• _WHAT YOU WILL DO_
What you return must match the records exactly, except that the pictures are gone.

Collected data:
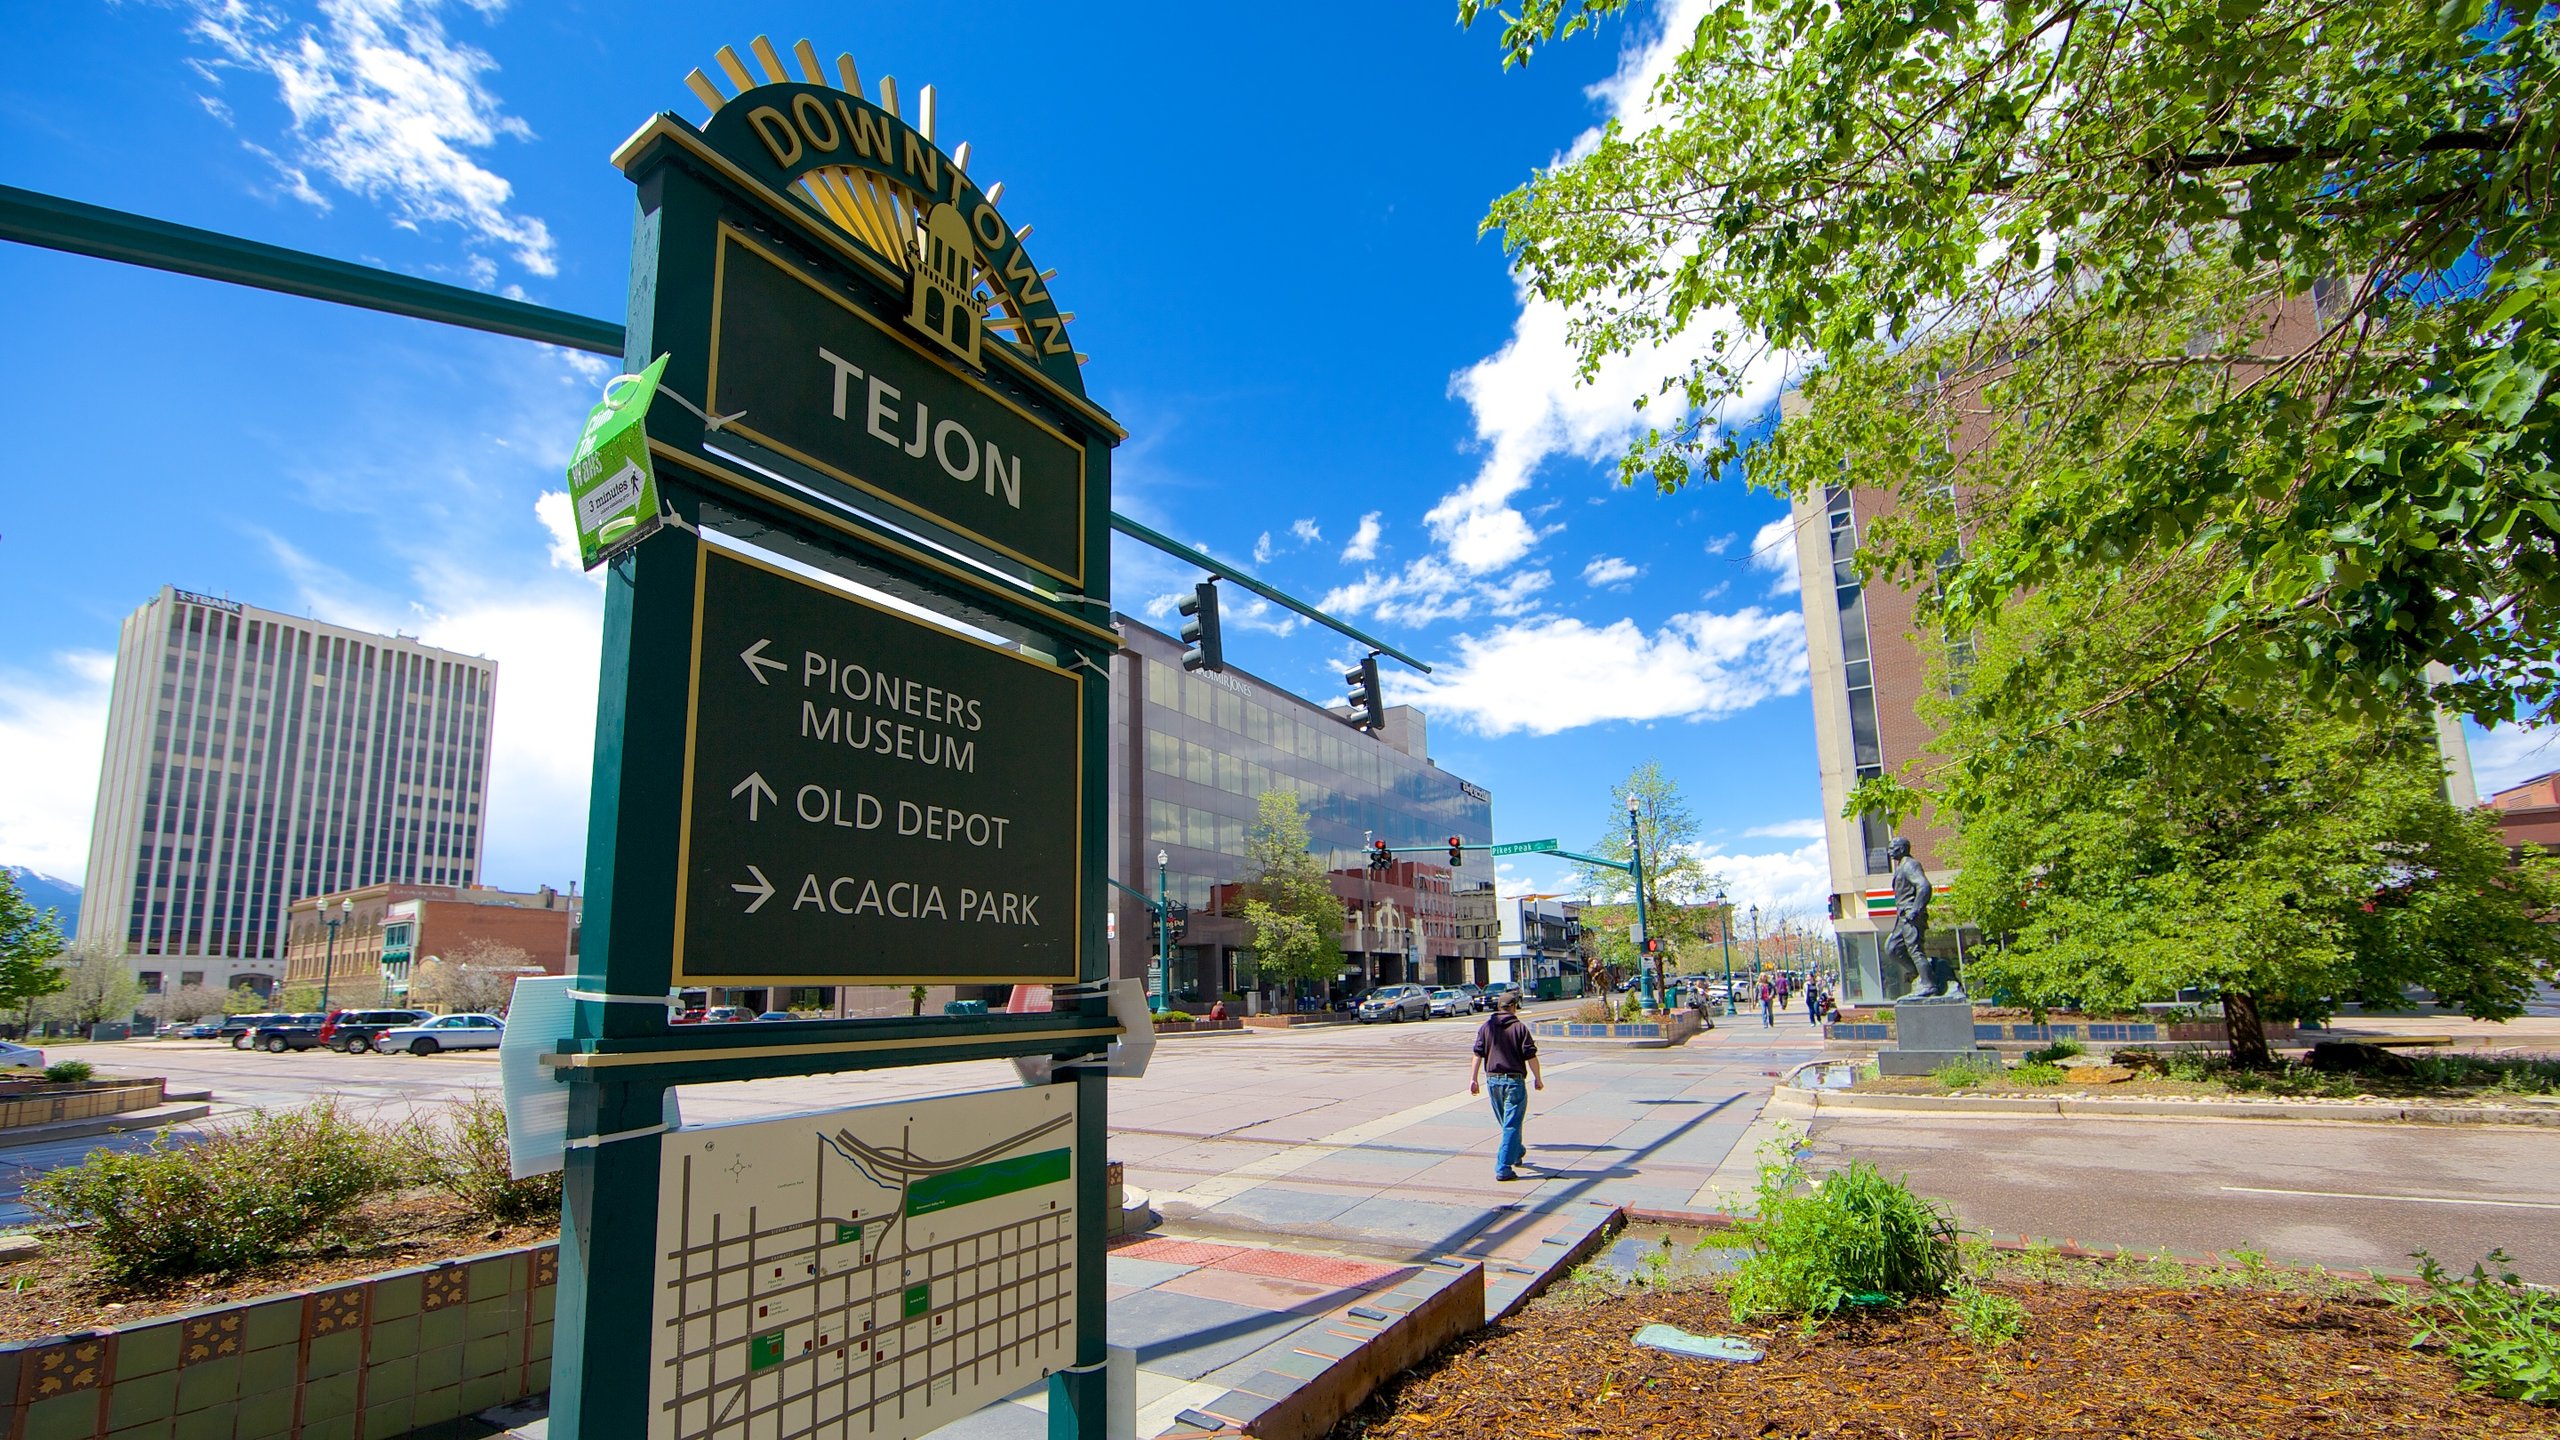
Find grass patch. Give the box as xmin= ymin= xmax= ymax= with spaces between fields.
xmin=1946 ymin=1282 xmax=2028 ymax=1347
xmin=2022 ymin=1039 xmax=2085 ymax=1065
xmin=42 ymin=1061 xmax=93 ymax=1084
xmin=1932 ymin=1060 xmax=1988 ymax=1089
xmin=2397 ymin=1250 xmax=2560 ymax=1404
xmin=2011 ymin=1060 xmax=2068 ymax=1087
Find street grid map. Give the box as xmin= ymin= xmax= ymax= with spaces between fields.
xmin=647 ymin=1086 xmax=1080 ymax=1440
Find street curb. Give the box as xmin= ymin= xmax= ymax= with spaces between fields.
xmin=0 ymin=1102 xmax=212 ymax=1151
xmin=1799 ymin=1088 xmax=2560 ymax=1126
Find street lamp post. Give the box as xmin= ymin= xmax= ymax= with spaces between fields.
xmin=318 ymin=896 xmax=352 ymax=1012
xmin=1715 ymin=891 xmax=1736 ymax=1016
xmin=1627 ymin=795 xmax=1659 ymax=1013
xmin=1155 ymin=849 xmax=1171 ymax=1014
xmin=1750 ymin=904 xmax=1765 ymax=1010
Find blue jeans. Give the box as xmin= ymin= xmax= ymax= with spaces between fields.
xmin=1486 ymin=1074 xmax=1528 ymax=1175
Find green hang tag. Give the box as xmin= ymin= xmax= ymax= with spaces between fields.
xmin=565 ymin=354 xmax=669 ymax=569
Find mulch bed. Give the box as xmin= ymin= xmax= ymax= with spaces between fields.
xmin=1853 ymin=1072 xmax=2560 ymax=1105
xmin=1329 ymin=1280 xmax=2560 ymax=1439
xmin=0 ymin=1190 xmax=556 ymax=1343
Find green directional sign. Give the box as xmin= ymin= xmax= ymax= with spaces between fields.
xmin=706 ymin=228 xmax=1088 ymax=587
xmin=1488 ymin=839 xmax=1560 ymax=857
xmin=673 ymin=544 xmax=1082 ymax=985
xmin=563 ymin=354 xmax=668 ymax=569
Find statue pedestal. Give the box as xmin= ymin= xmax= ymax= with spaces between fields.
xmin=1877 ymin=994 xmax=1997 ymax=1076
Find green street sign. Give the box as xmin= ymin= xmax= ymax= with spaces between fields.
xmin=706 ymin=229 xmax=1088 ymax=586
xmin=1488 ymin=839 xmax=1560 ymax=857
xmin=564 ymin=354 xmax=667 ymax=568
xmin=673 ymin=544 xmax=1083 ymax=986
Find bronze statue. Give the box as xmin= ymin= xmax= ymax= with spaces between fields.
xmin=1883 ymin=837 xmax=1959 ymax=999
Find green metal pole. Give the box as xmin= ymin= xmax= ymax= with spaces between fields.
xmin=1721 ymin=904 xmax=1735 ymax=1016
xmin=1627 ymin=800 xmax=1657 ymax=1013
xmin=1156 ymin=854 xmax=1170 ymax=1013
xmin=320 ymin=916 xmax=337 ymax=1013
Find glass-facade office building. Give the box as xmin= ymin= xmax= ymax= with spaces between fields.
xmin=1111 ymin=617 xmax=1495 ymax=1006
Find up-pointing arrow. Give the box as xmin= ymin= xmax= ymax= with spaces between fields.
xmin=730 ymin=771 xmax=777 ymax=820
xmin=732 ymin=865 xmax=776 ymax=914
xmin=739 ymin=638 xmax=787 ymax=685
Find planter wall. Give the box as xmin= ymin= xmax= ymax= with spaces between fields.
xmin=1529 ymin=1011 xmax=1704 ymax=1047
xmin=0 ymin=1081 xmax=166 ymax=1132
xmin=0 ymin=1241 xmax=556 ymax=1440
xmin=1243 ymin=1015 xmax=1349 ymax=1029
xmin=1822 ymin=1016 xmax=2306 ymax=1046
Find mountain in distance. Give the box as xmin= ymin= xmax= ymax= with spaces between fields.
xmin=4 ymin=867 xmax=80 ymax=933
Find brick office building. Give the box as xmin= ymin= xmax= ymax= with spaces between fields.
xmin=281 ymin=882 xmax=578 ymax=1006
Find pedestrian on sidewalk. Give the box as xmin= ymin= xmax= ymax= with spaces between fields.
xmin=1469 ymin=991 xmax=1543 ymax=1182
xmin=1805 ymin=981 xmax=1823 ymax=1026
xmin=1759 ymin=978 xmax=1775 ymax=1028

• _SOLVED PROBLEM_
Find grass patch. Give the box as xmin= ymin= xmax= ymax= with spaces between fields.
xmin=1946 ymin=1282 xmax=2028 ymax=1347
xmin=2022 ymin=1039 xmax=2085 ymax=1065
xmin=42 ymin=1061 xmax=93 ymax=1084
xmin=1932 ymin=1060 xmax=1988 ymax=1089
xmin=2397 ymin=1250 xmax=2560 ymax=1404
xmin=2011 ymin=1060 xmax=2068 ymax=1087
Find street grid map. Give the box as xmin= ymin= xmax= ymax= with spaces between fields.
xmin=647 ymin=1086 xmax=1080 ymax=1440
Find street curb. Give the box as xmin= ymin= xmax= ymax= with spaces between fields.
xmin=0 ymin=1102 xmax=212 ymax=1151
xmin=1799 ymin=1088 xmax=2560 ymax=1126
Find street lamp post. Give the box as xmin= ymin= xmax= ymax= with spaces between fields.
xmin=318 ymin=896 xmax=352 ymax=1012
xmin=1715 ymin=891 xmax=1736 ymax=1016
xmin=1627 ymin=795 xmax=1659 ymax=1013
xmin=1155 ymin=849 xmax=1171 ymax=1014
xmin=1750 ymin=904 xmax=1765 ymax=1010
Find blue jeans. Give the box as xmin= ymin= xmax= ymax= with spaces between fields.
xmin=1486 ymin=1074 xmax=1528 ymax=1175
Find green hang tag. Give the box as xmin= ymin= xmax= ymax= with spaces between fields.
xmin=565 ymin=354 xmax=669 ymax=569
Find mulch bed. Give the box as xmin= ymin= xmax= ymax= with spaces between fields.
xmin=1853 ymin=1072 xmax=2560 ymax=1105
xmin=1329 ymin=1280 xmax=2560 ymax=1439
xmin=0 ymin=1190 xmax=556 ymax=1343
Find green directional sign. Give the box as xmin= ymin= xmax= ymax= with spaces between fields.
xmin=706 ymin=228 xmax=1088 ymax=587
xmin=1488 ymin=839 xmax=1560 ymax=857
xmin=673 ymin=544 xmax=1082 ymax=985
xmin=563 ymin=354 xmax=668 ymax=569
Find statue pedestal. Give the box as xmin= ymin= xmax= ymax= with spaces between fields.
xmin=1877 ymin=994 xmax=1997 ymax=1076
Find green street sign. Give the box as xmin= ymin= xmax= ymax= with spaces between fields.
xmin=706 ymin=229 xmax=1088 ymax=586
xmin=1488 ymin=839 xmax=1560 ymax=857
xmin=564 ymin=354 xmax=667 ymax=568
xmin=673 ymin=544 xmax=1083 ymax=986
Find bronze statue. Give the box as xmin= ymin= xmax= ymax= with spaces between fields.
xmin=1883 ymin=837 xmax=1959 ymax=999
Find green metal pole. Give the box as xmin= ymin= xmax= ymax= with spaces between fields.
xmin=1721 ymin=904 xmax=1735 ymax=1016
xmin=1627 ymin=800 xmax=1657 ymax=1013
xmin=1156 ymin=854 xmax=1170 ymax=1013
xmin=320 ymin=916 xmax=337 ymax=1013
Find glass-facade office building. Give the box as xmin= ymin= xmax= ymax= with spaces between fields.
xmin=1111 ymin=617 xmax=1495 ymax=1006
Find up-pointing arrow. Give the box as xmin= ymin= xmax= ymax= with spaces between fields.
xmin=730 ymin=771 xmax=777 ymax=820
xmin=732 ymin=865 xmax=776 ymax=914
xmin=739 ymin=638 xmax=787 ymax=685
Find planter wall. Give the box as xmin= ymin= xmax= ymax= with spaces between fields.
xmin=1529 ymin=1011 xmax=1704 ymax=1047
xmin=0 ymin=1081 xmax=166 ymax=1132
xmin=0 ymin=1241 xmax=556 ymax=1440
xmin=1243 ymin=1015 xmax=1349 ymax=1029
xmin=1822 ymin=1016 xmax=2306 ymax=1046
Find mountain in distance. Give the box as xmin= ymin= xmax= ymax= with spaces between fields.
xmin=4 ymin=867 xmax=80 ymax=933
Find brick office building. Give the box as xmin= ymin= xmax= ymax= with spaces between fields.
xmin=281 ymin=882 xmax=578 ymax=1006
Find pedestrian on sidewalk. Give the box as xmin= ymin= xmax= ymax= with spaces between fields.
xmin=1469 ymin=991 xmax=1543 ymax=1182
xmin=1805 ymin=981 xmax=1823 ymax=1026
xmin=1759 ymin=978 xmax=1775 ymax=1028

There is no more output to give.